* _AIM_
Arrange every line of the material below as a Markdown table with two columns, Row and Line, numbering the rows in order and omitting any blank lines.

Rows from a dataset
◇ ◇ ◇ ◇ ◇ ◇ ◇

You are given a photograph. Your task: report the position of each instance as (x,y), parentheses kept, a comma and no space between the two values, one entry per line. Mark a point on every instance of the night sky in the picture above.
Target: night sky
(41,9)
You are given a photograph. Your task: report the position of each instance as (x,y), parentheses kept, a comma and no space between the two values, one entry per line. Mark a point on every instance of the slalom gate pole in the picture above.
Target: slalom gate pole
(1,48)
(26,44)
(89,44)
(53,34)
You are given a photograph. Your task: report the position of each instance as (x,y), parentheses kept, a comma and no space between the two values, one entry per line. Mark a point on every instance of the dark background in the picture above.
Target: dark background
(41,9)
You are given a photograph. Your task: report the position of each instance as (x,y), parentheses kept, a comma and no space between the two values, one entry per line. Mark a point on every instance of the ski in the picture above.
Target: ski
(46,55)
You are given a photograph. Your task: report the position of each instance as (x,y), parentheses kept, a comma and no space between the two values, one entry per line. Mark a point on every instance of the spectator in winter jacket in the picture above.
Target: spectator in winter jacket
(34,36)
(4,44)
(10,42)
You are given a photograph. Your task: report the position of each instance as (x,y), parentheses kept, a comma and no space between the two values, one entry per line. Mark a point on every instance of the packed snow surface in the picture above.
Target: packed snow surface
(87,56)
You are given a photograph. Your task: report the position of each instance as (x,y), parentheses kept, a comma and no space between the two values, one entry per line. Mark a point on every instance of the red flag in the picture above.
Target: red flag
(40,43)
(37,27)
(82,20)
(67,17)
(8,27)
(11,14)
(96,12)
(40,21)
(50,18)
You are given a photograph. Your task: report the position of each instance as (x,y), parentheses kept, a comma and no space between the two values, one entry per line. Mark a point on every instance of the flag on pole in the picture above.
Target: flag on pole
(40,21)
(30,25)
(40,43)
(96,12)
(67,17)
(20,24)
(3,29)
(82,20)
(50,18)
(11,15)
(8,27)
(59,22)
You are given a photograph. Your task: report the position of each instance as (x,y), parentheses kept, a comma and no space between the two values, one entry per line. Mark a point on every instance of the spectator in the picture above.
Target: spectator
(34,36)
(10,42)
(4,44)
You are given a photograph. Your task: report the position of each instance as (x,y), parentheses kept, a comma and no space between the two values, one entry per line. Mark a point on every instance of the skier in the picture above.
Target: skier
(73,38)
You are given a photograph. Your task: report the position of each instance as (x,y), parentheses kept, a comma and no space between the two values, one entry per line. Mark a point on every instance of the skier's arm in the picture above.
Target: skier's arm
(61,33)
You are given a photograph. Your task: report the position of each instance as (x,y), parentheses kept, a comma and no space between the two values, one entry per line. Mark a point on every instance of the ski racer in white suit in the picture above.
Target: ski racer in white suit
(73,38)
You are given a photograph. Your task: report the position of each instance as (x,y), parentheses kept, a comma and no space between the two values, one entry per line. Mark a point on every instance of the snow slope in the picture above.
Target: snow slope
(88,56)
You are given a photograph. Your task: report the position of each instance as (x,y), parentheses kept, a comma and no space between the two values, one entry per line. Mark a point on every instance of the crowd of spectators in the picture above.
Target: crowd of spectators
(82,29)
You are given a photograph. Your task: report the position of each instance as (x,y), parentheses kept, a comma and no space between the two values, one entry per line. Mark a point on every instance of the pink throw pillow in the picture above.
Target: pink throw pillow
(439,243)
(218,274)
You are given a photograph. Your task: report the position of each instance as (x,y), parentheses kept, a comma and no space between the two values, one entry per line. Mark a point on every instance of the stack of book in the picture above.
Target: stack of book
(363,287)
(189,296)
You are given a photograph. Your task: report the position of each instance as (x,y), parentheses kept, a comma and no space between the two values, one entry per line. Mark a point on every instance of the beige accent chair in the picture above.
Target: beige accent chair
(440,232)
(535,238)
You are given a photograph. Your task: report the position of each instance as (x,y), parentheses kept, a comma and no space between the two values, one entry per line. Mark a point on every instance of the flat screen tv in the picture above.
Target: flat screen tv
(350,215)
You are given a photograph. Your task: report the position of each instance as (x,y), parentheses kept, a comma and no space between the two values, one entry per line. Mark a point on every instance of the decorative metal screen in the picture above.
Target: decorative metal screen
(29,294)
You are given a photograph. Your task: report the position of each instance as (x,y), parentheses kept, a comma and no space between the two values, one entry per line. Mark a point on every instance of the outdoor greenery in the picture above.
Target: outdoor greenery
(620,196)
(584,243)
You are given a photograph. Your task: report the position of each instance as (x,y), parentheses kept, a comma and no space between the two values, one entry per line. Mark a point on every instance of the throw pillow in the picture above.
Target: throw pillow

◇ ◇ ◇ ◇ ◇ ◇ ◇

* _PROBLEM SOLUTION_
| Row | Line |
|---|---|
| 1 | You are given a photograph. Your task: report the position of each instance as (x,y), parentheses kept, a comma and no space between the two values, one entry per line. Mark a point on every instance of the night sky in the picture above. |
| 2 | Target: night sky |
| 3 | (41,9) |
| 4 | You are given a photograph. Your task: report the position of each instance as (x,y), parentheses kept, a comma and no space between the two values, one entry per line. Mark a point on every instance of the slalom gate pole in the picture above. |
| 5 | Target: slalom gate pole |
| 6 | (1,48) |
| 7 | (26,44) |
| 8 | (89,44) |
| 9 | (53,34) |
| 10 | You are given a photograph. Your task: report the position of each instance as (x,y), parentheses kept, a comma and no space between the two values, one entry per line. Mark a point on every instance of the dark background in the picture above. |
| 11 | Target: dark background |
| 12 | (41,9) |
| 13 | You are given a photograph. Your task: report the position of each instance as (x,y), parentheses kept, a comma and no space between the two values, one entry per line. Mark a point on every instance of the ski in the picture above. |
| 14 | Target: ski |
| 15 | (46,55) |
| 16 | You are given a photograph. Your task: report the position of each instance as (x,y), parentheses kept, a comma and no space between the two values, one entry per line. Mark a point on every instance of the spectator in winter jacket in the picture above. |
| 17 | Target: spectator in winter jacket |
| 18 | (34,36) |
| 19 | (4,44) |
| 20 | (10,42) |
| 21 | You are given a photograph. Your task: report the position of each instance as (x,y), parentheses kept, a comma and no space between the two values, one entry per line. Mark a point on every instance of the packed snow surface in the picture above. |
| 22 | Target: packed snow surface |
| 23 | (87,56) |
| 24 | You are given a photograph. Your task: report the position of each instance as (x,y), parentheses kept, a comma and no space between the two values, one entry per line. Mark a point on every instance of the red flag in the picture above. |
| 25 | Target: red flag |
| 26 | (40,43) |
| 27 | (37,27) |
| 28 | (82,20) |
| 29 | (67,17) |
| 30 | (8,27) |
| 31 | (11,14) |
| 32 | (96,12) |
| 33 | (40,21) |
| 34 | (50,18) |
| 35 | You are given a photograph. Your task: report the position of each instance as (x,y), parentheses kept, a comma and no space between the two values, one entry per line. Mark a point on every instance of the flag on pole in the picture above. |
| 36 | Target: flag on pole |
| 37 | (40,21) |
| 38 | (30,25) |
| 39 | (40,43) |
| 40 | (96,12) |
| 41 | (67,17) |
| 42 | (20,24) |
| 43 | (3,29) |
| 44 | (82,20) |
| 45 | (50,18) |
| 46 | (11,15) |
| 47 | (8,27) |
| 48 | (59,22) |
| 49 | You are given a photograph. Your task: report the position of each instance as (x,y), parentheses kept, a comma and no space between the two values, one entry per line. Mark a point on every instance of the spectator in the picture above. |
| 50 | Target: spectator |
| 51 | (34,36) |
| 52 | (10,42) |
| 53 | (4,44) |
| 54 | You are given a photograph. Your task: report the position of each instance as (x,y), parentheses kept, a comma and no space between the two values, one entry per line. Mark a point on every instance of the skier in the picture above. |
| 55 | Target: skier |
| 56 | (73,38) |
| 57 | You are given a photograph. Your task: report the position of each instance as (x,y), parentheses kept, a comma and no space between the two values, one entry per line. Mark a point on every instance of the skier's arm in the picture above. |
| 58 | Target: skier's arm |
| 59 | (61,33) |
| 60 | You are given a photograph. Your task: report the position of each instance as (x,y), parentheses kept, a comma and no space between the two values, one entry per line. Mark a point on every instance of the ski racer in white suit in the picture above. |
| 61 | Target: ski racer in white suit |
| 62 | (73,38) |
| 63 | You are given a photograph. Your task: report the position of each instance as (x,y), parentheses kept, a comma and no space between the two values, one entry per line. Mark a point on every instance of the snow slope in the picture above. |
| 64 | Target: snow slope |
| 65 | (88,56) |
| 66 | You are given a photograph. Your task: report the position of each instance as (x,y), parentheses kept, a comma and no space between the two values, one entry per line. Mark a point on every instance of the crowd of spectators in the picture above. |
| 67 | Target: crowd of spectators |
| 68 | (82,29) |
| 69 | You are given a photograph. Your task: report the position of each instance as (x,y), parentheses kept, a comma and no space between the two values, one entry per line. Mark a point on every instance of the pink throw pillow in the picture above. |
| 70 | Target: pink throw pillow |
| 71 | (439,243) |
| 72 | (218,274) |
| 73 | You are given a photograph. Your task: report the position of each instance as (x,y), parentheses kept, a comma and no space between the two values, one entry per line. Mark a point on every instance of the stack of book in the picture above. |
| 74 | Target: stack of book |
| 75 | (363,287) |
| 76 | (189,296) |
| 77 | You are given a photograph. Your task: report the position of each instance as (x,y), parentheses kept, a comma and no space between the two values, one entry per line. Mark a point on every instance of the beige accent chair in the picture above. |
| 78 | Target: beige accent chair |
| 79 | (440,232) |
| 80 | (535,238) |
| 81 | You are given a photograph. Your task: report the position of each instance as (x,y), parentheses kept, a comma and no space between the two values, one entry per line. Mark a point on every instance of the flat screen tv in the picture above. |
| 82 | Target: flat screen tv |
| 83 | (350,215) |
| 84 | You are given a photograph. Your task: report the position of each instance as (x,y), parentheses kept, a comma and no space between the two values, one entry per line. Mark a point on every instance of the decorative metal screen in the picture above. |
| 85 | Target: decorative metal screen |
| 86 | (29,294) |
| 87 | You are given a photograph. Your task: report the position of each instance as (x,y), parentheses kept, a comma and no space between the two values, one entry per line. Mark a point on every instance of the outdoor greenery in the picture above. |
| 88 | Target: outdoor greenery |
| 89 | (620,196) |
| 90 | (584,243) |
| 91 | You are given a photograph. Your task: report the position of each instance as (x,y), parentheses kept, a comma and no space between the two values, one entry per line. Mark a point on every instance of the throw pillow in the picture above. |
| 92 | Target: throw pillow |